- **EXTRACT**
⟨
Martha Grimes’ series about Richard Jury and Melrose started out wonderfully, but turned into a crap series. The Man With a Load of Mischief, The Old Fox Deceiv’d, and* The Anodyne Necklace * are all great novels. The series’ quality became a bit uneven after that, but she still came up with books like *Help The Poor Struggler *and The Old Silent.
Then with The Old Contemptibles, the series drived into the toilet. Too many plots were more unbelievable than a bad Doc Savage novel. Melrose Plant, who in the beginning was so intelligent that Jury feared he might be a murderer, turned into the biggest twit in the UK.
Game of Thrones. I watched the show for three seasons, then decided to follow up reading from where that left off, halfway through book three. The books are just awful. I’m still going, but my pattern is to read the first few pages of a chapter, then flip to the end of it to read the last few pages of the chapter. In the middle, I will have missed a detailed seating chart for whatever meeting or feast, along with a complete rundown of who ate what in what order, and some pointless moping by a handful of people. If anything actually happens in a chapter, it happens in the last two pages.
And worse than the writing is the behavior of the author. Martin is accused of hating his characters, but I say he hates his audience. He writes the first couple books, then waits like four years for the third, which turns out to omit (the good) half of the story and characters, and includes an epilogue stating his reasoning for the split and “more coming next year!” Then he waits five more years for the other half. And still has two books to go!? Jackass. What TV producer looked at that record and decided to start a show before 2025!? Dude won’t live to the end of the last book. Fine by me, as his successor will do a better job. The re-working of the story for TV makes a lot of sense to me now. The audience would walk right out on Martin’s version.
Reminds me of Lost. With Lost, I thought they were good at creating entertaining episodes, but utter crap at telling a story. Martin is good at the big story, but utter crap at the finer details and execution.
I’m still OK with Dresden, though they’re certainly not masterpieces, but I am regretting having started his Codex Alera. It’s a silly world populated with nothing but cliches, and there’s a strong undercurrent - almost Anne MacCaffrey-strength - of a frustrated romance novelist running through the whole thing.
And ranking right down there with it is Thomas Covenant. I wish I had the hours I wasted reading those two series back again. I kept reading the next novels, thinking “This has got to get better”. No, it didn’t.
⟩
- **SUPPLIED INFORMATION**
⟨
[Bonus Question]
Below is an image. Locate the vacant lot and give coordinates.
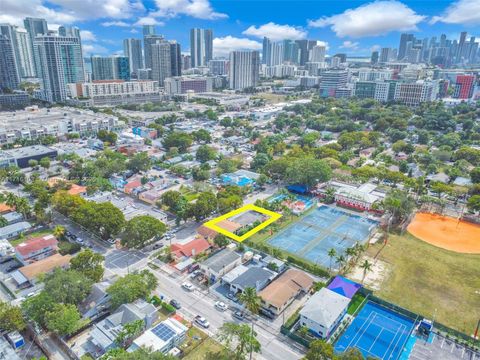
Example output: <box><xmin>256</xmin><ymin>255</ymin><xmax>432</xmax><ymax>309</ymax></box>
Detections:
<box><xmin>368</xmin><ymin>233</ymin><xmax>480</xmax><ymax>334</ymax></box>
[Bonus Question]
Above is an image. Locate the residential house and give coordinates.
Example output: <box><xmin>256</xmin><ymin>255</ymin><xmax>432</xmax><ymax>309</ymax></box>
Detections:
<box><xmin>128</xmin><ymin>318</ymin><xmax>188</xmax><ymax>354</ymax></box>
<box><xmin>12</xmin><ymin>253</ymin><xmax>72</xmax><ymax>286</ymax></box>
<box><xmin>300</xmin><ymin>288</ymin><xmax>350</xmax><ymax>339</ymax></box>
<box><xmin>0</xmin><ymin>221</ymin><xmax>32</xmax><ymax>240</ymax></box>
<box><xmin>15</xmin><ymin>234</ymin><xmax>58</xmax><ymax>265</ymax></box>
<box><xmin>200</xmin><ymin>249</ymin><xmax>242</xmax><ymax>283</ymax></box>
<box><xmin>258</xmin><ymin>269</ymin><xmax>313</xmax><ymax>316</ymax></box>
<box><xmin>90</xmin><ymin>300</ymin><xmax>158</xmax><ymax>353</ymax></box>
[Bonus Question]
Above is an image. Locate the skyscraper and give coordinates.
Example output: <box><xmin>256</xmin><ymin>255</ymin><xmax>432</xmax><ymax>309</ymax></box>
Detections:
<box><xmin>34</xmin><ymin>35</ymin><xmax>85</xmax><ymax>102</ymax></box>
<box><xmin>398</xmin><ymin>34</ymin><xmax>415</xmax><ymax>60</ymax></box>
<box><xmin>23</xmin><ymin>17</ymin><xmax>48</xmax><ymax>77</ymax></box>
<box><xmin>151</xmin><ymin>40</ymin><xmax>172</xmax><ymax>86</ymax></box>
<box><xmin>143</xmin><ymin>34</ymin><xmax>163</xmax><ymax>69</ymax></box>
<box><xmin>190</xmin><ymin>28</ymin><xmax>213</xmax><ymax>67</ymax></box>
<box><xmin>123</xmin><ymin>39</ymin><xmax>143</xmax><ymax>77</ymax></box>
<box><xmin>0</xmin><ymin>34</ymin><xmax>20</xmax><ymax>92</ymax></box>
<box><xmin>91</xmin><ymin>55</ymin><xmax>130</xmax><ymax>81</ymax></box>
<box><xmin>229</xmin><ymin>51</ymin><xmax>260</xmax><ymax>90</ymax></box>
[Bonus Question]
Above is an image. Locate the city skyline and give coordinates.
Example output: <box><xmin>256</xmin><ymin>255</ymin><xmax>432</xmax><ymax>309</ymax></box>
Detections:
<box><xmin>0</xmin><ymin>0</ymin><xmax>480</xmax><ymax>57</ymax></box>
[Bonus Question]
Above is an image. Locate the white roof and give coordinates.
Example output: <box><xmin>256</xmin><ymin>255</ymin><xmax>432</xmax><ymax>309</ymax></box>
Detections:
<box><xmin>300</xmin><ymin>288</ymin><xmax>350</xmax><ymax>329</ymax></box>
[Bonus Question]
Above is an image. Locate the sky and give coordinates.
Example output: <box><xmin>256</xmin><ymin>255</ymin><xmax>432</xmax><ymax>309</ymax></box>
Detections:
<box><xmin>0</xmin><ymin>0</ymin><xmax>480</xmax><ymax>57</ymax></box>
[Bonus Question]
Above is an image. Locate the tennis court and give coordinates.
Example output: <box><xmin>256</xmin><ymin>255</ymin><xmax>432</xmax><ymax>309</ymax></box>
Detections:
<box><xmin>268</xmin><ymin>206</ymin><xmax>377</xmax><ymax>268</ymax></box>
<box><xmin>335</xmin><ymin>301</ymin><xmax>414</xmax><ymax>360</ymax></box>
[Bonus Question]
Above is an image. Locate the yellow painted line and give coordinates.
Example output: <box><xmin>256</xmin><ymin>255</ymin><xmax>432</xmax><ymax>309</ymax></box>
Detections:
<box><xmin>203</xmin><ymin>204</ymin><xmax>282</xmax><ymax>242</ymax></box>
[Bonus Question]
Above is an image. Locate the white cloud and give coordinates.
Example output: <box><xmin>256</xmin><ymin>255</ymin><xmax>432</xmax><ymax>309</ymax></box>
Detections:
<box><xmin>133</xmin><ymin>16</ymin><xmax>165</xmax><ymax>26</ymax></box>
<box><xmin>154</xmin><ymin>0</ymin><xmax>228</xmax><ymax>20</ymax></box>
<box><xmin>340</xmin><ymin>40</ymin><xmax>360</xmax><ymax>50</ymax></box>
<box><xmin>242</xmin><ymin>22</ymin><xmax>307</xmax><ymax>41</ymax></box>
<box><xmin>102</xmin><ymin>21</ymin><xmax>132</xmax><ymax>27</ymax></box>
<box><xmin>308</xmin><ymin>0</ymin><xmax>426</xmax><ymax>38</ymax></box>
<box><xmin>80</xmin><ymin>30</ymin><xmax>97</xmax><ymax>41</ymax></box>
<box><xmin>82</xmin><ymin>44</ymin><xmax>108</xmax><ymax>56</ymax></box>
<box><xmin>213</xmin><ymin>35</ymin><xmax>262</xmax><ymax>56</ymax></box>
<box><xmin>430</xmin><ymin>0</ymin><xmax>480</xmax><ymax>25</ymax></box>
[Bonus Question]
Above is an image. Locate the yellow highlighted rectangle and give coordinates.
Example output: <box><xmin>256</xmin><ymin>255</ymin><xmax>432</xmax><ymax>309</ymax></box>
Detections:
<box><xmin>203</xmin><ymin>204</ymin><xmax>282</xmax><ymax>242</ymax></box>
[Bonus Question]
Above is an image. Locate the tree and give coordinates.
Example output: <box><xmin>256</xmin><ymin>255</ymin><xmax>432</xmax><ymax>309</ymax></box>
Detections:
<box><xmin>239</xmin><ymin>287</ymin><xmax>261</xmax><ymax>359</ymax></box>
<box><xmin>115</xmin><ymin>319</ymin><xmax>145</xmax><ymax>348</ymax></box>
<box><xmin>195</xmin><ymin>145</ymin><xmax>217</xmax><ymax>163</ymax></box>
<box><xmin>45</xmin><ymin>304</ymin><xmax>88</xmax><ymax>336</ymax></box>
<box><xmin>127</xmin><ymin>151</ymin><xmax>152</xmax><ymax>173</ymax></box>
<box><xmin>286</xmin><ymin>158</ymin><xmax>332</xmax><ymax>188</ymax></box>
<box><xmin>360</xmin><ymin>260</ymin><xmax>372</xmax><ymax>284</ymax></box>
<box><xmin>44</xmin><ymin>268</ymin><xmax>93</xmax><ymax>305</ymax></box>
<box><xmin>70</xmin><ymin>249</ymin><xmax>105</xmax><ymax>283</ymax></box>
<box><xmin>304</xmin><ymin>340</ymin><xmax>335</xmax><ymax>360</ymax></box>
<box><xmin>121</xmin><ymin>215</ymin><xmax>167</xmax><ymax>249</ymax></box>
<box><xmin>38</xmin><ymin>157</ymin><xmax>50</xmax><ymax>169</ymax></box>
<box><xmin>107</xmin><ymin>270</ymin><xmax>158</xmax><ymax>309</ymax></box>
<box><xmin>0</xmin><ymin>302</ymin><xmax>27</xmax><ymax>332</ymax></box>
<box><xmin>219</xmin><ymin>322</ymin><xmax>261</xmax><ymax>360</ymax></box>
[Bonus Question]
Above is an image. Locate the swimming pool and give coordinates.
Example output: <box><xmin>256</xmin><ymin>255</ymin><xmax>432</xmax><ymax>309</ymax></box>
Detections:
<box><xmin>268</xmin><ymin>205</ymin><xmax>378</xmax><ymax>268</ymax></box>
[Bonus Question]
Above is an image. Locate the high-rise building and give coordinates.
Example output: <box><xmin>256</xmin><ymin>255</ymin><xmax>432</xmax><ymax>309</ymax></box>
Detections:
<box><xmin>190</xmin><ymin>28</ymin><xmax>213</xmax><ymax>67</ymax></box>
<box><xmin>0</xmin><ymin>34</ymin><xmax>20</xmax><ymax>92</ymax></box>
<box><xmin>170</xmin><ymin>41</ymin><xmax>182</xmax><ymax>76</ymax></box>
<box><xmin>123</xmin><ymin>39</ymin><xmax>143</xmax><ymax>78</ymax></box>
<box><xmin>151</xmin><ymin>40</ymin><xmax>172</xmax><ymax>86</ymax></box>
<box><xmin>229</xmin><ymin>51</ymin><xmax>260</xmax><ymax>90</ymax></box>
<box><xmin>398</xmin><ymin>34</ymin><xmax>415</xmax><ymax>60</ymax></box>
<box><xmin>91</xmin><ymin>55</ymin><xmax>130</xmax><ymax>81</ymax></box>
<box><xmin>309</xmin><ymin>45</ymin><xmax>326</xmax><ymax>62</ymax></box>
<box><xmin>34</xmin><ymin>35</ymin><xmax>85</xmax><ymax>102</ymax></box>
<box><xmin>143</xmin><ymin>34</ymin><xmax>164</xmax><ymax>69</ymax></box>
<box><xmin>23</xmin><ymin>17</ymin><xmax>48</xmax><ymax>77</ymax></box>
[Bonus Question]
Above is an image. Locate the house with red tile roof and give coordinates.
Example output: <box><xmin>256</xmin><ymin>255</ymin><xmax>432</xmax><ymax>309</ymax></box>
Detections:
<box><xmin>15</xmin><ymin>234</ymin><xmax>58</xmax><ymax>265</ymax></box>
<box><xmin>171</xmin><ymin>237</ymin><xmax>211</xmax><ymax>259</ymax></box>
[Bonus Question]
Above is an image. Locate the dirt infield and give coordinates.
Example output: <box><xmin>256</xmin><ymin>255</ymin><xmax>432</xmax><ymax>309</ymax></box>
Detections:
<box><xmin>407</xmin><ymin>213</ymin><xmax>480</xmax><ymax>254</ymax></box>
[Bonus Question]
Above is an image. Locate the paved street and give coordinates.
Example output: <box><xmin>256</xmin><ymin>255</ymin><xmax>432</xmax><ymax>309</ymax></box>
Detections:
<box><xmin>152</xmin><ymin>264</ymin><xmax>303</xmax><ymax>360</ymax></box>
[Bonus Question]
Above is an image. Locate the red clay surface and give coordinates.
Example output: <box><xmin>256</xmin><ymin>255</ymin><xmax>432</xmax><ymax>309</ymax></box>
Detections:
<box><xmin>407</xmin><ymin>213</ymin><xmax>480</xmax><ymax>254</ymax></box>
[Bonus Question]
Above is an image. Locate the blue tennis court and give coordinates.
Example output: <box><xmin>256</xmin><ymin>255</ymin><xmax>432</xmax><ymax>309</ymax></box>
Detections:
<box><xmin>268</xmin><ymin>206</ymin><xmax>377</xmax><ymax>268</ymax></box>
<box><xmin>335</xmin><ymin>301</ymin><xmax>414</xmax><ymax>360</ymax></box>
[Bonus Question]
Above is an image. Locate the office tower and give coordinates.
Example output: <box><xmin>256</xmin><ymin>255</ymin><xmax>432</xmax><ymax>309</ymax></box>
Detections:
<box><xmin>0</xmin><ymin>34</ymin><xmax>20</xmax><ymax>92</ymax></box>
<box><xmin>208</xmin><ymin>59</ymin><xmax>229</xmax><ymax>75</ymax></box>
<box><xmin>143</xmin><ymin>34</ymin><xmax>164</xmax><ymax>69</ymax></box>
<box><xmin>182</xmin><ymin>55</ymin><xmax>191</xmax><ymax>70</ymax></box>
<box><xmin>151</xmin><ymin>40</ymin><xmax>172</xmax><ymax>86</ymax></box>
<box><xmin>190</xmin><ymin>28</ymin><xmax>213</xmax><ymax>68</ymax></box>
<box><xmin>310</xmin><ymin>45</ymin><xmax>326</xmax><ymax>62</ymax></box>
<box><xmin>170</xmin><ymin>41</ymin><xmax>182</xmax><ymax>76</ymax></box>
<box><xmin>23</xmin><ymin>17</ymin><xmax>48</xmax><ymax>77</ymax></box>
<box><xmin>91</xmin><ymin>55</ymin><xmax>130</xmax><ymax>81</ymax></box>
<box><xmin>229</xmin><ymin>51</ymin><xmax>260</xmax><ymax>90</ymax></box>
<box><xmin>398</xmin><ymin>34</ymin><xmax>415</xmax><ymax>60</ymax></box>
<box><xmin>143</xmin><ymin>25</ymin><xmax>157</xmax><ymax>36</ymax></box>
<box><xmin>123</xmin><ymin>39</ymin><xmax>143</xmax><ymax>77</ymax></box>
<box><xmin>34</xmin><ymin>35</ymin><xmax>85</xmax><ymax>102</ymax></box>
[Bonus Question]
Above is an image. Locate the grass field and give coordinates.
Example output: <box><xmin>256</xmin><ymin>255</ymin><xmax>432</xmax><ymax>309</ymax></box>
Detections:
<box><xmin>184</xmin><ymin>338</ymin><xmax>228</xmax><ymax>360</ymax></box>
<box><xmin>368</xmin><ymin>233</ymin><xmax>480</xmax><ymax>335</ymax></box>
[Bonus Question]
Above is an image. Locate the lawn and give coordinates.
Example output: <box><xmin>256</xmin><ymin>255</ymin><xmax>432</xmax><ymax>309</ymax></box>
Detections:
<box><xmin>368</xmin><ymin>233</ymin><xmax>480</xmax><ymax>335</ymax></box>
<box><xmin>184</xmin><ymin>338</ymin><xmax>225</xmax><ymax>360</ymax></box>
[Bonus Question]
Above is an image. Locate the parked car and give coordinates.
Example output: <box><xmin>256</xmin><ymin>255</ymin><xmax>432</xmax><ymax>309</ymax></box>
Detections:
<box><xmin>195</xmin><ymin>315</ymin><xmax>210</xmax><ymax>329</ymax></box>
<box><xmin>170</xmin><ymin>299</ymin><xmax>182</xmax><ymax>310</ymax></box>
<box><xmin>215</xmin><ymin>301</ymin><xmax>228</xmax><ymax>311</ymax></box>
<box><xmin>232</xmin><ymin>310</ymin><xmax>245</xmax><ymax>320</ymax></box>
<box><xmin>182</xmin><ymin>282</ymin><xmax>195</xmax><ymax>291</ymax></box>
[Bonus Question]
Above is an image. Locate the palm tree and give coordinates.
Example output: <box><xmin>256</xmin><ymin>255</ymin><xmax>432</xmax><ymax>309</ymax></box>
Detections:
<box><xmin>238</xmin><ymin>287</ymin><xmax>260</xmax><ymax>360</ymax></box>
<box><xmin>360</xmin><ymin>260</ymin><xmax>373</xmax><ymax>284</ymax></box>
<box><xmin>328</xmin><ymin>248</ymin><xmax>337</xmax><ymax>272</ymax></box>
<box><xmin>53</xmin><ymin>225</ymin><xmax>65</xmax><ymax>239</ymax></box>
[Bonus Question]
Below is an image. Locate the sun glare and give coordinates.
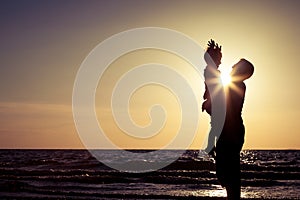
⟩
Answer these questions about the piece on disappointing book series:
1. With which novel did the Richard Jury and Melrose series go downhill?
2. How many seasons of the Game of Thrones show did the writer watch before turning to the books?
3. What series ranks right down there with Codex Alera?

- **OUTPUT OF THE EXERCISE**
1. The Old Contemptibles
2. Three
3. Thomas Covenant